On Mon, 28 Feb 2011 10:12:56 +0100
Michal Hocko <mhocko@suse.cz> wrote:

> On Mon 28-02-11 09:53:47, KAMEZAWA Hiroyuki wrote:
> > On Fri, 25 Feb 2011 10:53:57 +0100
> > Michal Hocko <mhocko@suse.cz> wrote:
> > 
> > > On Fri 25-02-11 12:25:22, KAMEZAWA Hiroyuki wrote:
> > > > On Thu, 24 Feb 2011 14:40:45 +0100
> [...]
> > > > The patch itself is fine but please update the description.
> > > 
> > > I have updated the description but kept those parts which describe how
> > > the memory is wasted for different configurations. Do you have any tips
> > > how it can be improved?
> > > 
> > 
> > This part was in your description.
> > ==
> > We can reduce the internal fragmentation either by imeplementing 2
> > dimensional array and allocate kmalloc aligned sizes for each entry (as
> > suggested in https://lkml.org/lkml/2011/2/23/232) or we can get rid of
> > kmalloc altogether and allocate directly from the buddy allocator (use
> > alloc_pages_exact) as suggested by Dave Hansen.
> > ==
> > 
> > please remove 2 dimentional..... etc. That's just a history.
> 
> I just wanted to mention both approaches. OK, I can remove that, of
> course.
> 
> > > > 
> > > > But have some comments, below.
> > > [...]
> > > > > -/* __alloc_bootmem...() is protected by !slab_available() */
> > > > > +static void *__init_refok alloc_mcg_table(size_t size, int nid)
> > > > > +{
> > > > > +	void *addr = NULL;
> > > > > +	if((addr = alloc_pages_exact(size, GFP_KERNEL | __GFP_NOWARN)))
> > > > > +		return addr;
> > > > > +
> > > > > +	if (node_state(nid, N_HIGH_MEMORY)) {
> > > > > +		addr = kmalloc_node(size, GFP_KERNEL | __GFP_NOWARN, nid);
> > > > > +		if (!addr)

** Dataset excerpts **
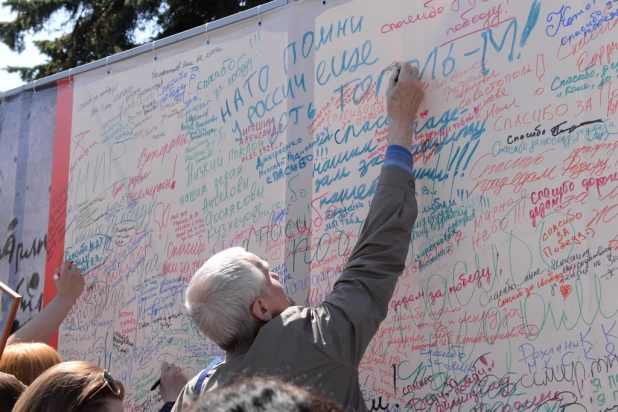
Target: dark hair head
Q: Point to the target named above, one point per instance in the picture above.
(69, 387)
(10, 390)
(257, 395)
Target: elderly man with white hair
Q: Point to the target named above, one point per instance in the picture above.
(238, 302)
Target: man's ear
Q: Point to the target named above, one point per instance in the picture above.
(260, 310)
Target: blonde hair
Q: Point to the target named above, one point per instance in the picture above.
(10, 390)
(68, 387)
(26, 361)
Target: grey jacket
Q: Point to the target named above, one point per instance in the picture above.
(321, 347)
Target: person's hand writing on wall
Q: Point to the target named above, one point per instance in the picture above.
(172, 382)
(70, 284)
(403, 99)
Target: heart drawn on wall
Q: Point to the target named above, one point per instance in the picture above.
(566, 290)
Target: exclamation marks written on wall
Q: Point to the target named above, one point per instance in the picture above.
(463, 194)
(255, 39)
(540, 72)
(460, 155)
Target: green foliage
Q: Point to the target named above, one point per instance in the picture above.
(99, 28)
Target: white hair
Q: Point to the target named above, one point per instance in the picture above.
(220, 296)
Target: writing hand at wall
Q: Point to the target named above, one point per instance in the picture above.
(403, 98)
(172, 382)
(70, 282)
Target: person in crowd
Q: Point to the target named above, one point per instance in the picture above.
(10, 390)
(237, 302)
(172, 382)
(73, 387)
(27, 361)
(259, 394)
(70, 284)
(26, 356)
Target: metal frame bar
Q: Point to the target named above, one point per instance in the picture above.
(148, 47)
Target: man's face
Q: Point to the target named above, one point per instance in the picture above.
(276, 297)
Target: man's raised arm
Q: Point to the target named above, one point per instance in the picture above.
(349, 317)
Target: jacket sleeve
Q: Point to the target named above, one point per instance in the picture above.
(344, 324)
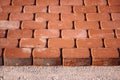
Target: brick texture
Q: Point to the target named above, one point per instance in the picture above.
(59, 32)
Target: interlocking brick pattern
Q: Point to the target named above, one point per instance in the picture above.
(59, 32)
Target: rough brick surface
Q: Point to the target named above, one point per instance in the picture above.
(60, 32)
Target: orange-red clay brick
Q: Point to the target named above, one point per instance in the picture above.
(17, 56)
(32, 42)
(89, 43)
(76, 57)
(46, 33)
(101, 33)
(69, 34)
(46, 57)
(19, 34)
(60, 43)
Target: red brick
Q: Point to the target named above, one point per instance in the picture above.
(60, 43)
(89, 43)
(60, 9)
(4, 2)
(17, 56)
(10, 9)
(32, 42)
(35, 9)
(19, 34)
(22, 2)
(60, 25)
(68, 34)
(101, 33)
(98, 17)
(115, 16)
(110, 24)
(33, 25)
(7, 43)
(76, 57)
(46, 33)
(9, 24)
(21, 16)
(46, 2)
(41, 57)
(72, 17)
(3, 16)
(118, 33)
(114, 2)
(71, 2)
(86, 25)
(109, 9)
(84, 9)
(42, 17)
(105, 56)
(2, 33)
(95, 2)
(113, 43)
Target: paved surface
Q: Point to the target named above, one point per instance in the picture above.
(60, 73)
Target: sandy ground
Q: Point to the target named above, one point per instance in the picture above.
(60, 73)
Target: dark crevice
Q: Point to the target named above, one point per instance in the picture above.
(2, 56)
(46, 43)
(96, 9)
(103, 45)
(60, 36)
(72, 10)
(114, 33)
(46, 24)
(61, 56)
(75, 46)
(90, 56)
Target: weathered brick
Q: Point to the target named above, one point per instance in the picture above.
(118, 33)
(33, 25)
(32, 42)
(60, 43)
(98, 17)
(7, 43)
(110, 24)
(46, 2)
(46, 57)
(42, 17)
(95, 2)
(89, 43)
(60, 24)
(60, 9)
(71, 2)
(46, 33)
(101, 33)
(19, 34)
(115, 16)
(114, 2)
(10, 9)
(3, 16)
(72, 17)
(4, 2)
(109, 9)
(105, 56)
(112, 43)
(76, 57)
(22, 2)
(2, 33)
(68, 34)
(86, 25)
(84, 9)
(21, 16)
(35, 9)
(9, 24)
(17, 57)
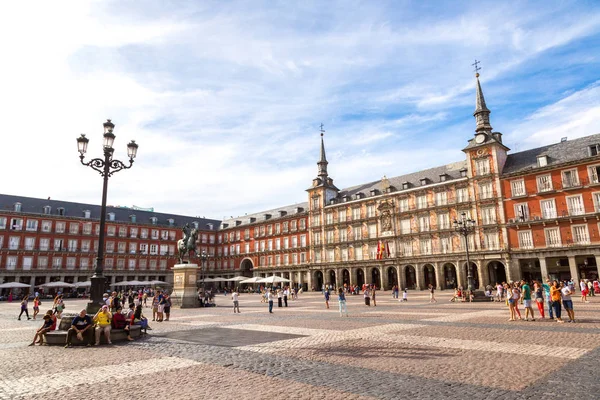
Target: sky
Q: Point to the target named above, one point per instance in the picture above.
(225, 98)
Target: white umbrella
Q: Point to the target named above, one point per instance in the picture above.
(251, 280)
(273, 279)
(57, 284)
(13, 285)
(237, 279)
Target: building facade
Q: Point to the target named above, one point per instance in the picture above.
(48, 240)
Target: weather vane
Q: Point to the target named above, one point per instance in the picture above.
(477, 67)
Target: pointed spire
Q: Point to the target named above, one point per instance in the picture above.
(482, 113)
(323, 161)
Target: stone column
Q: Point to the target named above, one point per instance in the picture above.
(439, 275)
(543, 268)
(574, 271)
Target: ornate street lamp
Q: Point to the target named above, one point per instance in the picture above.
(106, 167)
(465, 226)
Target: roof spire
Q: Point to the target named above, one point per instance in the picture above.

** Parts of the exercise **
1. In the thread, restate more briefly the paragraph beginning "I have updated the description," keeping its main facts.
2. Swap "patch" for "change" in the part of the thread that opens with the words containing "On Mon, 28 Feb" and closes with "update the description.", then give that part again.
The records are separate material from the thread.

** Per-task answers **
1. I updated the description but kept the parts explaining how memory is wasted under different configurations, and I'd like tips on improving it.

2.
On Mon, 28 Feb 2011 10:12:56 +0100
Michal Hocko <mhocko@suse.cz> wrote:

> On Mon 28-02-11 09:53:47, KAMEZAWA Hiroyuki wrote:
> > On Fri, 25 Feb 2011 10:53:57 +0100
> > Michal Hocko <mhocko@suse.cz> wrote:
> > 
> > > On Fri 25-02-11 12:25:22, KAMEZAWA Hiroyuki wrote:
> > > > On Thu, 24 Feb 2011 14:40:45 +0100
> [...]
> > > > The change itself is fine but please update the description.